**Problem requirements**
Add 117 to every coordinate in the answer points, covering only everything from the line containing "the white jersey" down to the line containing "[[119, 323], [174, 386], [277, 392]]", both lines included. Write out all of those lines again with the requests, leaving the requests and their sample coordinates unchanged.

**The input**
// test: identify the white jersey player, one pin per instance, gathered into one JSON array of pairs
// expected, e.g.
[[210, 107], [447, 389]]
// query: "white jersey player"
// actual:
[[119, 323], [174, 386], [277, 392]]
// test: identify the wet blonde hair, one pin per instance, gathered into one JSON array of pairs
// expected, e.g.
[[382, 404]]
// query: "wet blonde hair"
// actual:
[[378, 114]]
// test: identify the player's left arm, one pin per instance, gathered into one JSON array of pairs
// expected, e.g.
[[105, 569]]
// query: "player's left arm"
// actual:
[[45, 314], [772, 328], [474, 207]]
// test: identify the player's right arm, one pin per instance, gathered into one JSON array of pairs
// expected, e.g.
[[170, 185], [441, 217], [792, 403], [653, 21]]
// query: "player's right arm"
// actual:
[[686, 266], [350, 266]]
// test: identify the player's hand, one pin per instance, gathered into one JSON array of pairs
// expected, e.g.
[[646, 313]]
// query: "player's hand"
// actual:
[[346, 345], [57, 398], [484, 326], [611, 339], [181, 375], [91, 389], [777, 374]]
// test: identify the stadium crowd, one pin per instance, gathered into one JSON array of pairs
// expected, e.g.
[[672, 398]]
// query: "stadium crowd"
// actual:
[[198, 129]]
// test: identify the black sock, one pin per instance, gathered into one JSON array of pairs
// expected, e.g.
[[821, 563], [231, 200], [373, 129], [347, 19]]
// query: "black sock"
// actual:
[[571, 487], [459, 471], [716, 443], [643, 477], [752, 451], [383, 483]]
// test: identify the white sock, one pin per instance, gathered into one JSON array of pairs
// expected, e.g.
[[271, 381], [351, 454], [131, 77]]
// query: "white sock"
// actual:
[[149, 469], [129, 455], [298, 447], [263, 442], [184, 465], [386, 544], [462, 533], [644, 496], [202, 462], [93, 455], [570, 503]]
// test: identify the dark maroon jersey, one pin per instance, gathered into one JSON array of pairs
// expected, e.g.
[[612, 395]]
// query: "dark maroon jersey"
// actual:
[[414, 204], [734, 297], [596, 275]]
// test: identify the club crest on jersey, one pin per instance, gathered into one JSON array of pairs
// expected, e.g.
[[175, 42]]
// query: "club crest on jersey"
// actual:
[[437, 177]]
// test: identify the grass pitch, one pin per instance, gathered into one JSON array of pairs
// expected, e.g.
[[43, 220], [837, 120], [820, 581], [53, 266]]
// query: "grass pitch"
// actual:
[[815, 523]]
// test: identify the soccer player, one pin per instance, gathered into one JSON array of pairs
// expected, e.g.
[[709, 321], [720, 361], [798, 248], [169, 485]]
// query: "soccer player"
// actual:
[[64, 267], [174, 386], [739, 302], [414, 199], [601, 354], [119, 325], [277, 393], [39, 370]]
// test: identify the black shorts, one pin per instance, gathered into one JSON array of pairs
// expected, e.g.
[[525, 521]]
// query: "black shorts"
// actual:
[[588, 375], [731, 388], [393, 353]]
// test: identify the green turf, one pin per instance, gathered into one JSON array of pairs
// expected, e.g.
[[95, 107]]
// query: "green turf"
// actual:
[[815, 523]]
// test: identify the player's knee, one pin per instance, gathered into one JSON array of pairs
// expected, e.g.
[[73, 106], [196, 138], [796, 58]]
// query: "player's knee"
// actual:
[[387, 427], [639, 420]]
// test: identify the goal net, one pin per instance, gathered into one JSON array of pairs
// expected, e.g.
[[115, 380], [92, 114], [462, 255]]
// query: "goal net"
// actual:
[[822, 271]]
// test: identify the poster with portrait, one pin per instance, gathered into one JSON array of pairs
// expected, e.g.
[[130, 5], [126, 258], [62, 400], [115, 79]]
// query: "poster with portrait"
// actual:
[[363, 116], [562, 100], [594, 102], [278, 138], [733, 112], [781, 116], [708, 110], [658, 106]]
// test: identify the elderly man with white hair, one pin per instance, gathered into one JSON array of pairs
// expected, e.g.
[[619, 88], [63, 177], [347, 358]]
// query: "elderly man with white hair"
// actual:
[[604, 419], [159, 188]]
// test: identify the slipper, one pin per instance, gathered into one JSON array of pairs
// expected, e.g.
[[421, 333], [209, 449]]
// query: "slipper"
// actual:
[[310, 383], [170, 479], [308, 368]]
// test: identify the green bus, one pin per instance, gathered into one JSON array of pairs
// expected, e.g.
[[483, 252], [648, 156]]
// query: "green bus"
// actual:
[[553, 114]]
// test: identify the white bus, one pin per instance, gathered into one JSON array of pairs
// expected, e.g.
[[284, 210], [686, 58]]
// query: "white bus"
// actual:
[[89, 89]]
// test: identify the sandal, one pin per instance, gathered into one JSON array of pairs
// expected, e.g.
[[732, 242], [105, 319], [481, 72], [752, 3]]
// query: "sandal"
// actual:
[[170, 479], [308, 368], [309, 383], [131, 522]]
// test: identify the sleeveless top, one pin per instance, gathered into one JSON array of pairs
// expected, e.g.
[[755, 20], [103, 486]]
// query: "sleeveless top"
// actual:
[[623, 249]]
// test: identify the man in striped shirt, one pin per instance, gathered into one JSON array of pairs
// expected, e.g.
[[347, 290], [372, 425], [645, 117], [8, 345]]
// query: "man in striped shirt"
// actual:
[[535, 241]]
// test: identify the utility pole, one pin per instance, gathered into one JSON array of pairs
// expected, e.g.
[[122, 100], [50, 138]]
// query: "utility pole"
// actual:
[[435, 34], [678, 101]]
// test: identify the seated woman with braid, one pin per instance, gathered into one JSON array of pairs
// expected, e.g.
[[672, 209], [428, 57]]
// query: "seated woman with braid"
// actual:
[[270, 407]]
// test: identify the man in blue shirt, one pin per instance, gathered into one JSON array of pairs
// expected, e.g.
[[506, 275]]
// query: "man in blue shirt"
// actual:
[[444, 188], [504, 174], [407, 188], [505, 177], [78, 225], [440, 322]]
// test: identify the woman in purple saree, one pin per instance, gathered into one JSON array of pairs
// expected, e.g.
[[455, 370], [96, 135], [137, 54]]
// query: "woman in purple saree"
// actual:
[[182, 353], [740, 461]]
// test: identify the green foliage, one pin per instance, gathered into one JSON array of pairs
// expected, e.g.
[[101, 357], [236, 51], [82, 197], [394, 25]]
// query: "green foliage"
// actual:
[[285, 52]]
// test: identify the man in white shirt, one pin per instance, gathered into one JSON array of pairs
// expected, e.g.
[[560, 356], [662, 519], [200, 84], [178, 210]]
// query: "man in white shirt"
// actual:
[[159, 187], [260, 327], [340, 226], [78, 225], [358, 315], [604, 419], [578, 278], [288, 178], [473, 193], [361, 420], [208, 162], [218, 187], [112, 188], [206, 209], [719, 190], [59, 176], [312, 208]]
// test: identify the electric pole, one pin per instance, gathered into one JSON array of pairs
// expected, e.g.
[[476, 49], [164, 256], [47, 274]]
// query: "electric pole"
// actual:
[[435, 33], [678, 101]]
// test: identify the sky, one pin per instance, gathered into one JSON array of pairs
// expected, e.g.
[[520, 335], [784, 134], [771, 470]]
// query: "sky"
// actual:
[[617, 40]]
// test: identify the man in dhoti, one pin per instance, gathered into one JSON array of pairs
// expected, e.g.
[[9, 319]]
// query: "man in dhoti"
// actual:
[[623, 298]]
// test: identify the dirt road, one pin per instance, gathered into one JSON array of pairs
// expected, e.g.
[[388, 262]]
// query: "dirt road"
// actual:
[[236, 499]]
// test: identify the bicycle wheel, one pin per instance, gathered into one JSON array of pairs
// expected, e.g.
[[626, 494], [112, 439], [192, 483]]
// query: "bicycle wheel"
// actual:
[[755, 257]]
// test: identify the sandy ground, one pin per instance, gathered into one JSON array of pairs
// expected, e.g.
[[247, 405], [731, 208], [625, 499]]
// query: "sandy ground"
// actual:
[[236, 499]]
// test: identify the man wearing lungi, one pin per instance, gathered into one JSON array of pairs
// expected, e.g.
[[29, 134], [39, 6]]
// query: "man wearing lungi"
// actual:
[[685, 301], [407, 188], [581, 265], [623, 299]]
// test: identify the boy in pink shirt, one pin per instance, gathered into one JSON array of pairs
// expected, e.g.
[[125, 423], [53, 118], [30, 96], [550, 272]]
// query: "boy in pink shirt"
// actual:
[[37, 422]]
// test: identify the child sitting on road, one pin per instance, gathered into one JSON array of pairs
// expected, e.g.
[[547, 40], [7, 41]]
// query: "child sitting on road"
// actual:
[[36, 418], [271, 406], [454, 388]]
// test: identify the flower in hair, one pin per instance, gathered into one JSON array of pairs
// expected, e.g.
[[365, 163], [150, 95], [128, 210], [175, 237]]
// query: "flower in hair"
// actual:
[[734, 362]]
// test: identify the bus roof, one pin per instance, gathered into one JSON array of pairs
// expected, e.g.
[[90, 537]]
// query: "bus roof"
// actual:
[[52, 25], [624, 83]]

--

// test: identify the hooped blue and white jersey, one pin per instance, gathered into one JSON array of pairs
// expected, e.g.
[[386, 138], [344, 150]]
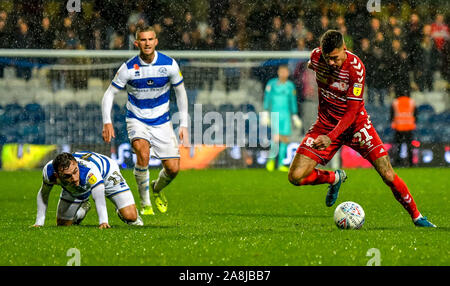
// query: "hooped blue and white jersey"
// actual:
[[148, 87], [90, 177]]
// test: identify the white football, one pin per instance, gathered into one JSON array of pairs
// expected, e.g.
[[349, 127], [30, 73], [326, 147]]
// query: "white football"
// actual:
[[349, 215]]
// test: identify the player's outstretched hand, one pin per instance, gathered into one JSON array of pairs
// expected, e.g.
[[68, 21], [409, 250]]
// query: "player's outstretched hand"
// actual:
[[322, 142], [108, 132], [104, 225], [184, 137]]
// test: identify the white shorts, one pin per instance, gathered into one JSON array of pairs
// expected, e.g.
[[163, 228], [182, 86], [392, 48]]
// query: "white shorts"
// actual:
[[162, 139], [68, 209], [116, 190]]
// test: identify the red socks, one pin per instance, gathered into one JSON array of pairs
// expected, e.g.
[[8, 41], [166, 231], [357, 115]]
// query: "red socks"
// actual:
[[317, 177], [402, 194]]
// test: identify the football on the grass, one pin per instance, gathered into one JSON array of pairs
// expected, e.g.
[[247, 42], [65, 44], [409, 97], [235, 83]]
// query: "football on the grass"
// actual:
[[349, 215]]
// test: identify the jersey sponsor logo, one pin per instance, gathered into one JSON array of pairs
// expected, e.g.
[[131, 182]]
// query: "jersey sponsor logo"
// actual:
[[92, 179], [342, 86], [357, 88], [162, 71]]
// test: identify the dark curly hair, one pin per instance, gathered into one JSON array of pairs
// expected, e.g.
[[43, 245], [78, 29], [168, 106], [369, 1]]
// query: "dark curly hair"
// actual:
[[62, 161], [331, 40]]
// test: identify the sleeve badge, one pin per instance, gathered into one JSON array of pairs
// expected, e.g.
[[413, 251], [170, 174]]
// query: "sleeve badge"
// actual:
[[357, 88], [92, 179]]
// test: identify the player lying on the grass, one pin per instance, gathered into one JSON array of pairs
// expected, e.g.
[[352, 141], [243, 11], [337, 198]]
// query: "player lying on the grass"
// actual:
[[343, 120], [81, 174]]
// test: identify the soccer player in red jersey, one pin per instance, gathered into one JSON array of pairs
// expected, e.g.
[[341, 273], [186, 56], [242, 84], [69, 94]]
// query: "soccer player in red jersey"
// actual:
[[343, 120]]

---

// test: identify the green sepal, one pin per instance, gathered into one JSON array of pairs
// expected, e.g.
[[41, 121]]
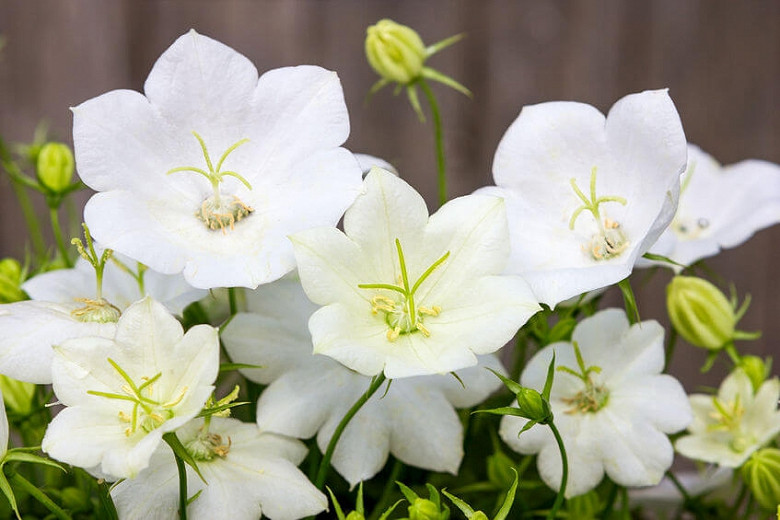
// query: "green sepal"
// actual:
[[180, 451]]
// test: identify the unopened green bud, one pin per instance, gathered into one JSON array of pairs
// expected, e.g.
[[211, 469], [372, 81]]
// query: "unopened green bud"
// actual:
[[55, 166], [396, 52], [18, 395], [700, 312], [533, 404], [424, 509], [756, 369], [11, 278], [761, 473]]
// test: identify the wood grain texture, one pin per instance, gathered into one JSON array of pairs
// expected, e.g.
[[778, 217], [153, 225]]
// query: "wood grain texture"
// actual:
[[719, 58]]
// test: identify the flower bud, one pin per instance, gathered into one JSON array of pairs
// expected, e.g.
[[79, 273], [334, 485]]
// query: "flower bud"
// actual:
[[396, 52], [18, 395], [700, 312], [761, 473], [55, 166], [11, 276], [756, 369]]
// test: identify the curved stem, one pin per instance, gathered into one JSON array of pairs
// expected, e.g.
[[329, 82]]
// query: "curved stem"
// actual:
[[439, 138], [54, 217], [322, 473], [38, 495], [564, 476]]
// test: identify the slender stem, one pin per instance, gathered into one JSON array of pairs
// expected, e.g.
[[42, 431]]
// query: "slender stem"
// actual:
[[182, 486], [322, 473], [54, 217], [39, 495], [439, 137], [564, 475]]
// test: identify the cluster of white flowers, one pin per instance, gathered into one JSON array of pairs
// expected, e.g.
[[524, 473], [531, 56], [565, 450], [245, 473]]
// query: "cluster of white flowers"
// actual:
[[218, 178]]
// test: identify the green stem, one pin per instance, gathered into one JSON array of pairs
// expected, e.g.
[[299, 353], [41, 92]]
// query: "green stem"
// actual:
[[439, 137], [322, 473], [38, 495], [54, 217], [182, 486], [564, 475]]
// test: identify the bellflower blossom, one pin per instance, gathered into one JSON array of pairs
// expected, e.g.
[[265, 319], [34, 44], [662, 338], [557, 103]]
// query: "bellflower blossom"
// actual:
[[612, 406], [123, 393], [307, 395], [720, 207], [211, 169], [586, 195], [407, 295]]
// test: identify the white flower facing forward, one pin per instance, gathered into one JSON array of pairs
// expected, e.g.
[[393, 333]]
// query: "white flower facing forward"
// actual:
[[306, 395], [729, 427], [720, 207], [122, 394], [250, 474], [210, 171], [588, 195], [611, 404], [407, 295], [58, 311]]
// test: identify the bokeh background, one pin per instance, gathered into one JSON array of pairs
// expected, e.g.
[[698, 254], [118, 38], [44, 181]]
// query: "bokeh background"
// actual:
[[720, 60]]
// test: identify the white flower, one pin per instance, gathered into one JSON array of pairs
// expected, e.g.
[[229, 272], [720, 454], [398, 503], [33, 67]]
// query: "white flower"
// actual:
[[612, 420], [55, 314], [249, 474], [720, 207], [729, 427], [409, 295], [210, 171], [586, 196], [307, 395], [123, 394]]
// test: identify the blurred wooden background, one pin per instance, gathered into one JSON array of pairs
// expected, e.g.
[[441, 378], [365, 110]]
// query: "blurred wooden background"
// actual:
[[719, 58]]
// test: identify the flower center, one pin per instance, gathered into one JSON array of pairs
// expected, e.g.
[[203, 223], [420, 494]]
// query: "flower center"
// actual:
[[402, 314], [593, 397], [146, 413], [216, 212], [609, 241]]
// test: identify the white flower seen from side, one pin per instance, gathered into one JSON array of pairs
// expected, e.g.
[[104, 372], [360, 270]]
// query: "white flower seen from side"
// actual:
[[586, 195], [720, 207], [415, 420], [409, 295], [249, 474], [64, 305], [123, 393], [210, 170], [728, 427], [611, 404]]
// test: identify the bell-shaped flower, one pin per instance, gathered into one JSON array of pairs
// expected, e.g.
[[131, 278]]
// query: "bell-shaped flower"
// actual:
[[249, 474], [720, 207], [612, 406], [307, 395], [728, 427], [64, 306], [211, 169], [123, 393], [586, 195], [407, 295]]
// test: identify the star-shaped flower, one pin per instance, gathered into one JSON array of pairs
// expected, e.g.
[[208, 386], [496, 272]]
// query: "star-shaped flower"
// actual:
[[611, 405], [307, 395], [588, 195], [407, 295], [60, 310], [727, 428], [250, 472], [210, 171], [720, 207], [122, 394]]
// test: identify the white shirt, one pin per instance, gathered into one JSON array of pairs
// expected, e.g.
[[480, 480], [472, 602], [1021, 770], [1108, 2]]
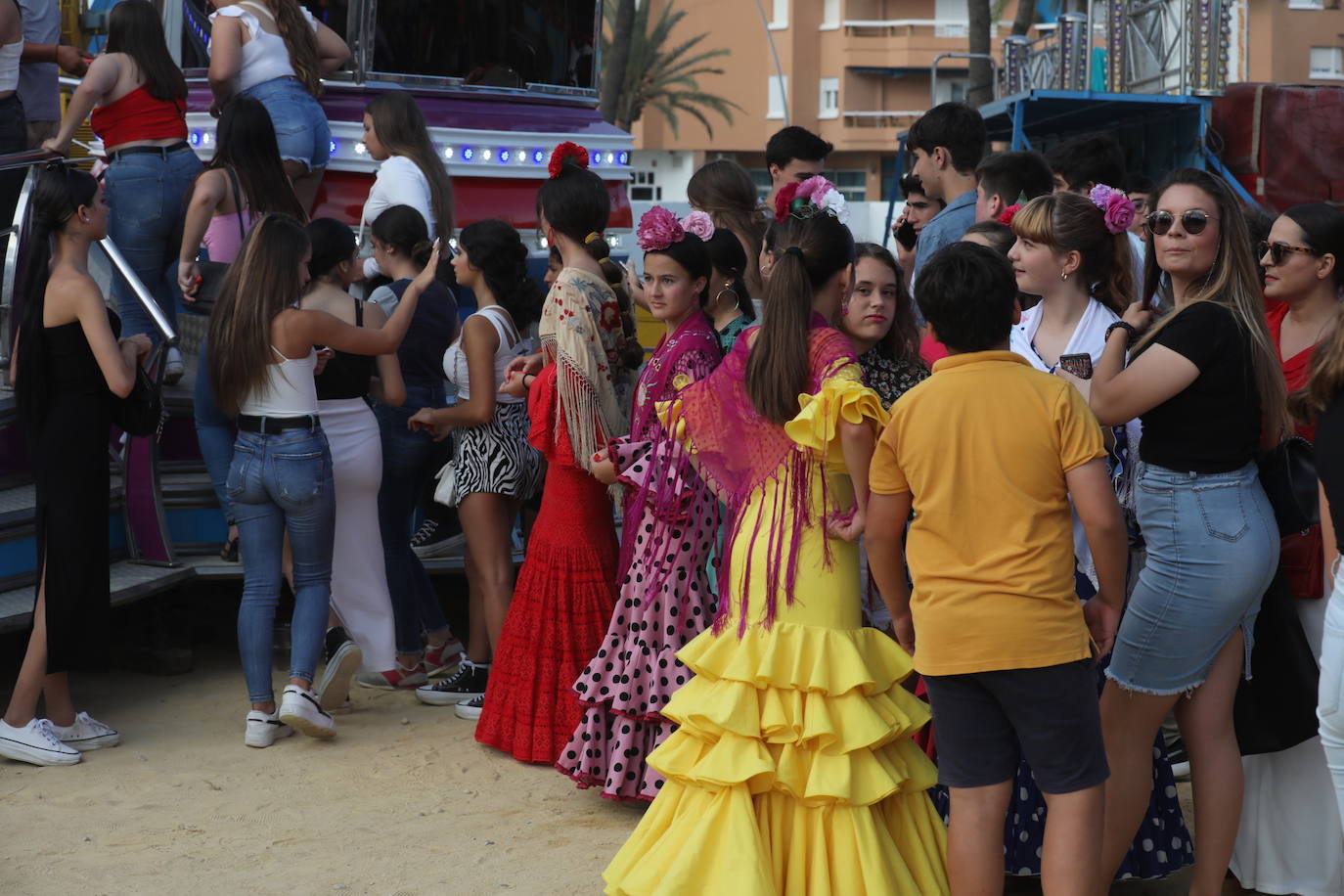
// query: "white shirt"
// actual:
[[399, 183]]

**Task result**
// test: identify the white jersey player, one pin per instance, gathered into one JSON array of pairs
// expected, e.g.
[[210, 107], [447, 389]]
// query: "white jersey player"
// actual:
[[236, 440], [291, 503], [394, 509]]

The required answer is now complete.